▶ **GOAL**
Find the line that contains "Place one point per instance of the raised"; then retype it and each line after it, exactly, through the final line of the data below.

▶ **EXERCISE MATERIALS**
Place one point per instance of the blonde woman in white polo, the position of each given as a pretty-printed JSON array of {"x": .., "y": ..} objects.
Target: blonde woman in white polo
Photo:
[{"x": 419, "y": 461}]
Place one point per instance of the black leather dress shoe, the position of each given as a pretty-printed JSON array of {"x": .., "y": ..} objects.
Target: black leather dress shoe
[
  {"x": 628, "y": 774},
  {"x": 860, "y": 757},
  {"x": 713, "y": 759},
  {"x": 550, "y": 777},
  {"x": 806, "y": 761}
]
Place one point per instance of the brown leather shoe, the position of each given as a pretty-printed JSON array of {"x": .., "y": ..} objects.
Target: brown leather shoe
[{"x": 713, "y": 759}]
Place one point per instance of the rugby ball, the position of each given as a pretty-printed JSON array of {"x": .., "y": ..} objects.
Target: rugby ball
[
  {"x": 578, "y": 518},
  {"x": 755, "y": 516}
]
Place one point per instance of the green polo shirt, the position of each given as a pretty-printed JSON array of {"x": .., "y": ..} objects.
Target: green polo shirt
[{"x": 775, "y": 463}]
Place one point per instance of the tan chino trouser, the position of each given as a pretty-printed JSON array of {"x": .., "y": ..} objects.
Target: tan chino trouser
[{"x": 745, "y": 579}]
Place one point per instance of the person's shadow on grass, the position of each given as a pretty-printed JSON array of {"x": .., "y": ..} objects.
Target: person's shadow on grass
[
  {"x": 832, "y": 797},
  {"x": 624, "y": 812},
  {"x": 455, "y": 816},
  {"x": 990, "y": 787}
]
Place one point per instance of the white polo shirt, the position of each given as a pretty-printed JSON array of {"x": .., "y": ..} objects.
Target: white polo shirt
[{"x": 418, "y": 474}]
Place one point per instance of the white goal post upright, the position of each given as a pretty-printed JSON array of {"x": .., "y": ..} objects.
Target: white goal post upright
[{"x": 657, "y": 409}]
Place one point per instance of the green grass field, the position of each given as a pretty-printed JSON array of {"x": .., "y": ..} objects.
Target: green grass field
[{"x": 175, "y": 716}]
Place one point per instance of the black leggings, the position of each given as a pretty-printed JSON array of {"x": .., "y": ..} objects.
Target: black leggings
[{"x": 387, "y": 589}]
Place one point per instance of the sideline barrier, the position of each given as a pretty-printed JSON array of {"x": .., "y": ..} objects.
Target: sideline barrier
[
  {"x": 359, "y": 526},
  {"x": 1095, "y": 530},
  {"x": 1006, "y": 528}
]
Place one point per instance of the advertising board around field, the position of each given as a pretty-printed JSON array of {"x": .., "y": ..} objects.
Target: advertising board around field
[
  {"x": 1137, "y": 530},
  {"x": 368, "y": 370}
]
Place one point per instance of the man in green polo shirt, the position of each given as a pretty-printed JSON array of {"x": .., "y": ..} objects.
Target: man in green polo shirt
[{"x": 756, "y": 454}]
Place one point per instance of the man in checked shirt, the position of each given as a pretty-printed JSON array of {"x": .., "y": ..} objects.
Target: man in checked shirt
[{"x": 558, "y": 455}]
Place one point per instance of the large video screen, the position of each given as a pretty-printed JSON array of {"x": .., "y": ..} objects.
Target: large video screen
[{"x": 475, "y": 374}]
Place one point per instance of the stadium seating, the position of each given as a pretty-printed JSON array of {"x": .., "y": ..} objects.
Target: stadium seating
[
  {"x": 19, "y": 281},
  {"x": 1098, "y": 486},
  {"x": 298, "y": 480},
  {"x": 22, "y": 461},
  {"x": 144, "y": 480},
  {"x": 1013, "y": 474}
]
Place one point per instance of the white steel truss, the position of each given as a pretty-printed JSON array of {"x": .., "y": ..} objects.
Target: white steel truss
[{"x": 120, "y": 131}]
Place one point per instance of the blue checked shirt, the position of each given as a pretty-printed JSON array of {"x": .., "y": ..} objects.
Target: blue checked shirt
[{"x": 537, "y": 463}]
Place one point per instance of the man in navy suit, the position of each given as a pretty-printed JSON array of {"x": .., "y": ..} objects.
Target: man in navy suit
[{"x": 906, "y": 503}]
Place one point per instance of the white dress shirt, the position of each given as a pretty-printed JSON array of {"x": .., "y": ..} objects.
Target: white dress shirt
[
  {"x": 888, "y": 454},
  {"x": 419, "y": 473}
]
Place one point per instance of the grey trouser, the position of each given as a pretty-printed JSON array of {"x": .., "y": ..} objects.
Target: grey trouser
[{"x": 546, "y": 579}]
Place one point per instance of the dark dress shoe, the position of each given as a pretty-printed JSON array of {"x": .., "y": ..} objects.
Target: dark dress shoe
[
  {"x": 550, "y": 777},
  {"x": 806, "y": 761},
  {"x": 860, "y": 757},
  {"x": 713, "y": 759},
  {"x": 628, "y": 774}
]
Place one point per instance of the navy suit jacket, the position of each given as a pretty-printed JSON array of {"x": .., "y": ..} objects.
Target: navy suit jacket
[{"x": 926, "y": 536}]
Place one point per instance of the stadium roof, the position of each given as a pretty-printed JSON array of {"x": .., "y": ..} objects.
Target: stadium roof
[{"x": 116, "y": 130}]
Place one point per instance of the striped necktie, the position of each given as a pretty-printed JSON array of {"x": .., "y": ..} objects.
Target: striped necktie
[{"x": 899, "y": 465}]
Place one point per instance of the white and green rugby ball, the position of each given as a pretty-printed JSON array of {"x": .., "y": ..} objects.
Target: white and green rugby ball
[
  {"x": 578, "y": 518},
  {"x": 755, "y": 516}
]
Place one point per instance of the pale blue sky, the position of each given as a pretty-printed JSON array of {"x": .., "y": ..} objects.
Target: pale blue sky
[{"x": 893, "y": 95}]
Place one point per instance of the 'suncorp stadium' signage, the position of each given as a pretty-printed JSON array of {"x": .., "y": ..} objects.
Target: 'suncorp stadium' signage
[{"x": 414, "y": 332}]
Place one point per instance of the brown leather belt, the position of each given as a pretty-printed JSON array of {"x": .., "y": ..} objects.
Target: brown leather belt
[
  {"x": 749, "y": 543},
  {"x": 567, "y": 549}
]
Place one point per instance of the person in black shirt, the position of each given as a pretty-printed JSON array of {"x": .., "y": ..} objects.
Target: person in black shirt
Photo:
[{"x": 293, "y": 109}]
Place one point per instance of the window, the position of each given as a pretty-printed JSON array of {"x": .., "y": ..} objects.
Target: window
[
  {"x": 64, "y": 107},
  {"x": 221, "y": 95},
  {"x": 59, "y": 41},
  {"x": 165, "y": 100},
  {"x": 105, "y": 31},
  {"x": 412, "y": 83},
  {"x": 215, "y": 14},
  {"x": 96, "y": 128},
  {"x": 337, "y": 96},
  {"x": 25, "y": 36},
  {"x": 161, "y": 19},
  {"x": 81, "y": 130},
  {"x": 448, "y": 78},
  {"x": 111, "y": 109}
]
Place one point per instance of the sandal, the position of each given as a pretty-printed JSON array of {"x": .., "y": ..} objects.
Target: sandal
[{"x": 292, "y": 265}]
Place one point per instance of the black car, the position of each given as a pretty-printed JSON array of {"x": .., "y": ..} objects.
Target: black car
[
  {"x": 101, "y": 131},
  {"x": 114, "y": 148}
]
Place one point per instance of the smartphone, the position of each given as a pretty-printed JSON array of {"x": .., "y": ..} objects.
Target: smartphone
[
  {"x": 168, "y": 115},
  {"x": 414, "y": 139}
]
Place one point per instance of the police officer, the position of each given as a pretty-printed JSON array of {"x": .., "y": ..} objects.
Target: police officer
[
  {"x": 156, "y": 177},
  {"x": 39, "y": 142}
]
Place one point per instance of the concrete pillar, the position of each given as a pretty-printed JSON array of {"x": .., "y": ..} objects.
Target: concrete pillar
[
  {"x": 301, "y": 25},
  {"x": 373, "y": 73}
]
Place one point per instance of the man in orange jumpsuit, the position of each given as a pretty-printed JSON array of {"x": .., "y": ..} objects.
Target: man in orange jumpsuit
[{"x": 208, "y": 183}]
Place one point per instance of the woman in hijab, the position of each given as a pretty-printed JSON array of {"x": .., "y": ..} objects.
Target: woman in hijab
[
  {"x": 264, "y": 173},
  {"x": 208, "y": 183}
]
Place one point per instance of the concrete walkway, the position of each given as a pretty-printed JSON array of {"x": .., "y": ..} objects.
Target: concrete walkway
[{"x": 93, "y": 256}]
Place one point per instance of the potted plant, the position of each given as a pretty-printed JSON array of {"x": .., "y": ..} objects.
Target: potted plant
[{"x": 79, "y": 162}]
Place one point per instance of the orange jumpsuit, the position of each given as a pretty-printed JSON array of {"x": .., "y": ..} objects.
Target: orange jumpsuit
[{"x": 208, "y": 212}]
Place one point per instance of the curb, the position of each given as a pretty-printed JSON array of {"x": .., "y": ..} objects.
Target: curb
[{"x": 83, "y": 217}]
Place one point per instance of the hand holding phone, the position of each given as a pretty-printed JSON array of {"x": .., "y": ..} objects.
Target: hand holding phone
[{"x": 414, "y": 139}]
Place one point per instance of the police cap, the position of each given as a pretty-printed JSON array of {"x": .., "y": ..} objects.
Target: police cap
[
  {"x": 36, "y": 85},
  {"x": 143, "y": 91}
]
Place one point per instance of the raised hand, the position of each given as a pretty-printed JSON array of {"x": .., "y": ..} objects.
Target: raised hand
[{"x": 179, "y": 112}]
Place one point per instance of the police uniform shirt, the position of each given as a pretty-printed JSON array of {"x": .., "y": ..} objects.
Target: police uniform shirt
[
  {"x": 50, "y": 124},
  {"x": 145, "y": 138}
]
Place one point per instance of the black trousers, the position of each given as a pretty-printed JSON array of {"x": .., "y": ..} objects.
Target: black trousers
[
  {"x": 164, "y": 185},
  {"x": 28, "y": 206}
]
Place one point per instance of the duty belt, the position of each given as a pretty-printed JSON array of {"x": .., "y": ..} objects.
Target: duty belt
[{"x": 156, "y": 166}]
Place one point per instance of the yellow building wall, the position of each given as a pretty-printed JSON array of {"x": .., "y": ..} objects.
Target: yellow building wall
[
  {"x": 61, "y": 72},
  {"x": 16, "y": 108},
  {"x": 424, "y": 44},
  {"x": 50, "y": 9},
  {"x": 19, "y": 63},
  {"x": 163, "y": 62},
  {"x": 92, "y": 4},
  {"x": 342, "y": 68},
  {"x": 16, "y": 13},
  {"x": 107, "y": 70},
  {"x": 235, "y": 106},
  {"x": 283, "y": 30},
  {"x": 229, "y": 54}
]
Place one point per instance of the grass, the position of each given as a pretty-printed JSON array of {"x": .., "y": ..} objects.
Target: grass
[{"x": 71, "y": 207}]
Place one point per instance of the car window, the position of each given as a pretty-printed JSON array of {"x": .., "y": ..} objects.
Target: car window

▶ **RESPONSE**
Place one point per instance of the raised hand, the position of each given as a pretty-printed JSON array of {"x": .., "y": ..} objects.
Target: raised hand
[{"x": 179, "y": 112}]
Place one point per instance of the police uniform shirt, the position of each given as a pretty-printed JSON array of {"x": .., "y": ..} objects.
Target: police uniform shirt
[
  {"x": 50, "y": 124},
  {"x": 145, "y": 138}
]
Place one point per instance of the black trousers, the position of each given as a pretty-printed JSON array of {"x": .., "y": ..} objects.
Target: black trousers
[
  {"x": 164, "y": 185},
  {"x": 28, "y": 206}
]
Place one point per instance of the duty belt, the position of each given as a pretty-printed JSON array of {"x": .., "y": ..} objects.
Target: duty belt
[{"x": 156, "y": 166}]
Place one point per instance of the yellow building wall, the position of each given as a pretty-printed JSON array of {"x": .., "y": ..} objects.
Target: yellow building wall
[
  {"x": 61, "y": 72},
  {"x": 16, "y": 108},
  {"x": 424, "y": 44},
  {"x": 50, "y": 9},
  {"x": 19, "y": 63},
  {"x": 163, "y": 62},
  {"x": 92, "y": 4},
  {"x": 342, "y": 68},
  {"x": 16, "y": 13},
  {"x": 107, "y": 70},
  {"x": 235, "y": 106},
  {"x": 283, "y": 30},
  {"x": 229, "y": 54}
]
Place one point per instance of the grass, the position of each given as a pretty-printed JSON array of {"x": .., "y": ..} objects.
Target: grass
[{"x": 71, "y": 207}]
Place one point per instance of the car window, the position of each given as a pretty-printed JSON array of {"x": .., "y": ..} objects.
Target: car window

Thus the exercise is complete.